*** ZAPISY DO ZADANIA

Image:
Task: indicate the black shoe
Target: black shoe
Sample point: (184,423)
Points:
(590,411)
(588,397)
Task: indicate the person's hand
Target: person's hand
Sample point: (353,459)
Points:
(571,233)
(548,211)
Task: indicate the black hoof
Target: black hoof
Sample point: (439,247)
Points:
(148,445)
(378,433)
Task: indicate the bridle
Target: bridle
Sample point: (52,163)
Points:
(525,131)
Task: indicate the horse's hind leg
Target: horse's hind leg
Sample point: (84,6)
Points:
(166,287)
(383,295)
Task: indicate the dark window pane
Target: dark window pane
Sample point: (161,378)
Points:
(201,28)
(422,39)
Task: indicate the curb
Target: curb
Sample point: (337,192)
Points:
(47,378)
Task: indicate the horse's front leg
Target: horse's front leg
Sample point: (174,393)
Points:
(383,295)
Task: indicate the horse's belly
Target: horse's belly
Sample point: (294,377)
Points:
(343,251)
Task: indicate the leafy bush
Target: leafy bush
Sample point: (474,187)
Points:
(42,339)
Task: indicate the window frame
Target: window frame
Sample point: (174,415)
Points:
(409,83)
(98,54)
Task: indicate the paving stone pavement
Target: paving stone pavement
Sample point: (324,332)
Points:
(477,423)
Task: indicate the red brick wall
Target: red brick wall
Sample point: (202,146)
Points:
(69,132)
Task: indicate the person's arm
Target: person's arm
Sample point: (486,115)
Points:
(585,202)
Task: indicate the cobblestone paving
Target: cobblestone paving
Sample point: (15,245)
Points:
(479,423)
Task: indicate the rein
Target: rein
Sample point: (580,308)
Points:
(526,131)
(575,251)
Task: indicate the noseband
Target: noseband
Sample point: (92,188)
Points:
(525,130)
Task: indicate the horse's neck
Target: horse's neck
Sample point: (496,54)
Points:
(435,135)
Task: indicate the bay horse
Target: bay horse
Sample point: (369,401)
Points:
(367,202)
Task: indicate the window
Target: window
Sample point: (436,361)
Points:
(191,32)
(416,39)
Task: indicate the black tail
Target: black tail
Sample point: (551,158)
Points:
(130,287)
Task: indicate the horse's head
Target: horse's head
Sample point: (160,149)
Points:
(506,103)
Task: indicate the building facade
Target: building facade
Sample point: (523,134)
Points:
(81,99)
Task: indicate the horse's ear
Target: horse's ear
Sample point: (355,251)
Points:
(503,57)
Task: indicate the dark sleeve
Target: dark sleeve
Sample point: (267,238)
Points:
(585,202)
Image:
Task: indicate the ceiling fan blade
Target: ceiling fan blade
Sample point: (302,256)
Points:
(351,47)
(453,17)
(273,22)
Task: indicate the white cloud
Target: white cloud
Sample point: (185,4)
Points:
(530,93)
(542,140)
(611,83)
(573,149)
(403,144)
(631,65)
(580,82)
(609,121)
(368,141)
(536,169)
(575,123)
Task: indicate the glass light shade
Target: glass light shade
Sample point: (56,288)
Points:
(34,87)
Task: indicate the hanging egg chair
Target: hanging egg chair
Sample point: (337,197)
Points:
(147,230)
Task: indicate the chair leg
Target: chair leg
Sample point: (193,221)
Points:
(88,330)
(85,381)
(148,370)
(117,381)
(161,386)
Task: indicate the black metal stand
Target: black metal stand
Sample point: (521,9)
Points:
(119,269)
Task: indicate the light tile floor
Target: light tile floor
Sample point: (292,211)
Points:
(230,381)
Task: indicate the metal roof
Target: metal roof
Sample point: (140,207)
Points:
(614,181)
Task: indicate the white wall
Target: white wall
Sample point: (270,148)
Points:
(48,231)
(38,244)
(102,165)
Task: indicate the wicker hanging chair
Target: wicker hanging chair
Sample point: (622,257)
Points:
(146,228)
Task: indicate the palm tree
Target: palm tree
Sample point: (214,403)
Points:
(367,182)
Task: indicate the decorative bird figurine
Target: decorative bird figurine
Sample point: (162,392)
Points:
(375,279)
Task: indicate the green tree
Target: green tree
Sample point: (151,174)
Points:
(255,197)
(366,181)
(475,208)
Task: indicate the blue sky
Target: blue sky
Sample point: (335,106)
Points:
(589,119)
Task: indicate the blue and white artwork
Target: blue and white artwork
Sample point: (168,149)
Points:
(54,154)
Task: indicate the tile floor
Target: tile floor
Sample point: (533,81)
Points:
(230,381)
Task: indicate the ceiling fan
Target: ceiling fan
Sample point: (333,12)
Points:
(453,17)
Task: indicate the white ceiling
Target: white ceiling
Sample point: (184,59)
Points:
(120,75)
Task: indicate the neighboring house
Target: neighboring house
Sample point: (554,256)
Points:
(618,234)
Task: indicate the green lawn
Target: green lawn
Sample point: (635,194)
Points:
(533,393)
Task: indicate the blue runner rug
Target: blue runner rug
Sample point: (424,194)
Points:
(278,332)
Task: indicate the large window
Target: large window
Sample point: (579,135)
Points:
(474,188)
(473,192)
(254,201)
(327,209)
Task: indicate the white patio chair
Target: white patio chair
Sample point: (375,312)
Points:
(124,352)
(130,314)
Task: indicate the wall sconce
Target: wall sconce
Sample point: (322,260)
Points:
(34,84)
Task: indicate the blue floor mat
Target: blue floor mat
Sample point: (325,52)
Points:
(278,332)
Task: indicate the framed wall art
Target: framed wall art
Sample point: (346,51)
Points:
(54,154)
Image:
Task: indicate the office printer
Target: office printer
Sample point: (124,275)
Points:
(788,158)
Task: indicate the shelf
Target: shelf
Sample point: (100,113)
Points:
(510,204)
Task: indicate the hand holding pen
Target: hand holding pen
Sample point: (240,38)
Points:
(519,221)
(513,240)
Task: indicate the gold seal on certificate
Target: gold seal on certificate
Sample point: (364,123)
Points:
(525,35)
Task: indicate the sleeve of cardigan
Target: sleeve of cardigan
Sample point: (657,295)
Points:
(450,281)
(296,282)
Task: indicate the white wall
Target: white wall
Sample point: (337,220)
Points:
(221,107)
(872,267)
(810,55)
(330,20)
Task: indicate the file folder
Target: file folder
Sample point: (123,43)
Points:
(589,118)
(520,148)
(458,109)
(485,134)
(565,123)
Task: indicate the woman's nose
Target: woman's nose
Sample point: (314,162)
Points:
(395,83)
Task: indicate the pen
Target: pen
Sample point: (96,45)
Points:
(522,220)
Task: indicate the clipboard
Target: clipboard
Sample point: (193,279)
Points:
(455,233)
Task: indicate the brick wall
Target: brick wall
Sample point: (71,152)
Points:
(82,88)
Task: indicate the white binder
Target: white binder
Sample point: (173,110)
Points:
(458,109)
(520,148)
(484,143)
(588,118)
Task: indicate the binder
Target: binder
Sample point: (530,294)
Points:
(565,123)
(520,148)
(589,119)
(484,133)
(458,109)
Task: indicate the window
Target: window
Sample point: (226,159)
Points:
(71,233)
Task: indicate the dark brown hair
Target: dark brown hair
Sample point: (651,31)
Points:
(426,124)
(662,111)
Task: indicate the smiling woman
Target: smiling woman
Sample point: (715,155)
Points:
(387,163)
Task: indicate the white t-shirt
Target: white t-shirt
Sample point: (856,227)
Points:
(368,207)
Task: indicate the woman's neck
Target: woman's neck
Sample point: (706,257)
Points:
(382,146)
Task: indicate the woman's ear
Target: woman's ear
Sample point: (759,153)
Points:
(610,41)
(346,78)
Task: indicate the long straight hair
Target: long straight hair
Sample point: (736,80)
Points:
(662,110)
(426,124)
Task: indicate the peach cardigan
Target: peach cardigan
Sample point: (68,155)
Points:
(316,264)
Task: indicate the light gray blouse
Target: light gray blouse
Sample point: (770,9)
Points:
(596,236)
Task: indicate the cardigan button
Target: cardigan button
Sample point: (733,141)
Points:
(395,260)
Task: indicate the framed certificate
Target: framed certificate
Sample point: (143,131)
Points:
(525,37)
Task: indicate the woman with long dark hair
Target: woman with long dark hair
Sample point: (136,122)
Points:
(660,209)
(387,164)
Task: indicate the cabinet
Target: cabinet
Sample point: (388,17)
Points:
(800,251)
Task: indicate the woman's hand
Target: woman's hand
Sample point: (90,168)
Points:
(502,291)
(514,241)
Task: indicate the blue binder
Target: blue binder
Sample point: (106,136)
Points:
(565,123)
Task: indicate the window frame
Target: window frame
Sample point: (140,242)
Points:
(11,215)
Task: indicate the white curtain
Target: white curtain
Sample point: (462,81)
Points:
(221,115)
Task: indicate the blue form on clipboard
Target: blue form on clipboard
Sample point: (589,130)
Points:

******

_ZADANIE DO WYKONANIA_
Zacytuj wiernie część zapisów, która zaczyna się wierszem zawierającym „Task: indicate the woman with long dark hair” i sięga do samego końca zapisów, wraz z tym pierwszym wierszem.

_ROZWIĄZANIE ZADANIA_
Task: indicate the woman with long dark hair
Target: woman with long dark hair
Sample point: (136,122)
Points:
(660,209)
(387,164)
Task: indicate the cabinet
Target: cabinet
Sample point: (388,17)
Points:
(800,251)
Task: indicate the woman's hand
Target: woman's hand
Sample point: (90,168)
Points:
(502,291)
(514,241)
Task: indicate the blue binder
Target: blue binder
Sample point: (106,136)
Points:
(565,123)
Task: indicate the window frame
Target: window frame
Sample point: (140,242)
Points:
(11,215)
Task: indicate the white curtain
Target: white curtain
Sample point: (462,81)
Points:
(221,115)
Task: indicate the blue form on clipboard
Target: blue form on clipboard
Sample point: (589,130)
Points:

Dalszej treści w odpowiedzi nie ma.